§ WHAT TO DO
Below are records; reproduce exactly the lines from the one that has "shaped like (97,32)." through the one that has "shaped like (9,147).", ends included, and nothing more.

——

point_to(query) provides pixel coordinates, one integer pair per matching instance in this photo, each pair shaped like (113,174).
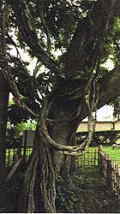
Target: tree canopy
(71,41)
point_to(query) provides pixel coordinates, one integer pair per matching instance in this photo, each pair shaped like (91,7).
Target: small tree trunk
(4,94)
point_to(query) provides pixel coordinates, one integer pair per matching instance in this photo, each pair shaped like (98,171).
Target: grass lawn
(114,154)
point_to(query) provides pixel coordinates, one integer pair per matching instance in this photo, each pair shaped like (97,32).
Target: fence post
(99,157)
(109,173)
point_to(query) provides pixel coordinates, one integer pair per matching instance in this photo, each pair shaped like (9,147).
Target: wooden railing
(110,170)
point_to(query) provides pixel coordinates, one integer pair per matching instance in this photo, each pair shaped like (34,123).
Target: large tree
(84,34)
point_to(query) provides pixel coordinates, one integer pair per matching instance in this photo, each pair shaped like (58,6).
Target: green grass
(89,158)
(114,154)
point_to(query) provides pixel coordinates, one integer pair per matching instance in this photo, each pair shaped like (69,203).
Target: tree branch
(87,43)
(29,35)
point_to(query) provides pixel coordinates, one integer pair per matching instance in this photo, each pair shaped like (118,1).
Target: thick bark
(69,106)
(39,192)
(4,94)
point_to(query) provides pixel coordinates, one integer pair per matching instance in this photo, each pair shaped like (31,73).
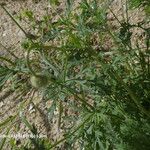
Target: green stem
(28,63)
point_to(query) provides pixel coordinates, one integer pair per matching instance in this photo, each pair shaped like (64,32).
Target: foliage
(107,88)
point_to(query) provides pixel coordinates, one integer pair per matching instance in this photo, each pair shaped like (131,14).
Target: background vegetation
(107,88)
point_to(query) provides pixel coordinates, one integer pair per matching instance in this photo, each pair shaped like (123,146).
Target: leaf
(51,110)
(9,119)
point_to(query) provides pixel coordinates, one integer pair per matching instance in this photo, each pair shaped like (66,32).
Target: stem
(28,63)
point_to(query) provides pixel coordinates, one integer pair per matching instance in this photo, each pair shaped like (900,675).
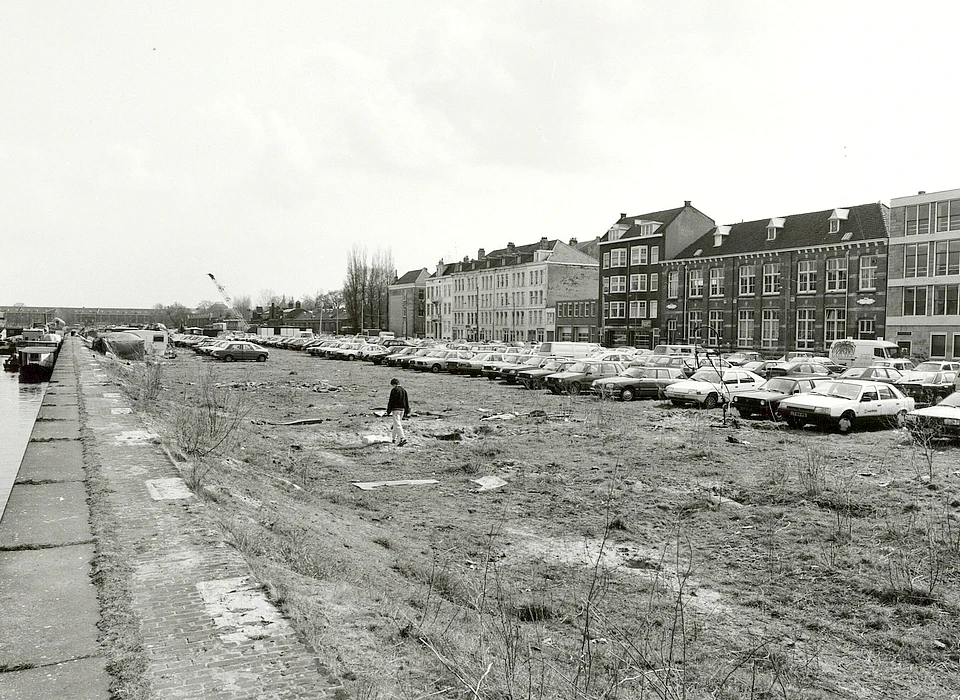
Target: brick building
(923,285)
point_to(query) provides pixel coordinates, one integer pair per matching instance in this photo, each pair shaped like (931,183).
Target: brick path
(208,630)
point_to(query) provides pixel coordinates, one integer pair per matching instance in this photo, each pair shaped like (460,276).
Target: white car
(844,403)
(709,388)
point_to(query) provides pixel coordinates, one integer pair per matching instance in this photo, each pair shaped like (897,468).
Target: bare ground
(636,551)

——

§ TASK RESULT
point_to(query) provides pixel coordinates, one integer pair per matching instance in this photo, each pair shaped like (97,32).
Target: fence post
(99,157)
(109,173)
point_to(query) provides pixel coordinates, one integer pair per matching instance in this photo, each pair shaped like (9,147).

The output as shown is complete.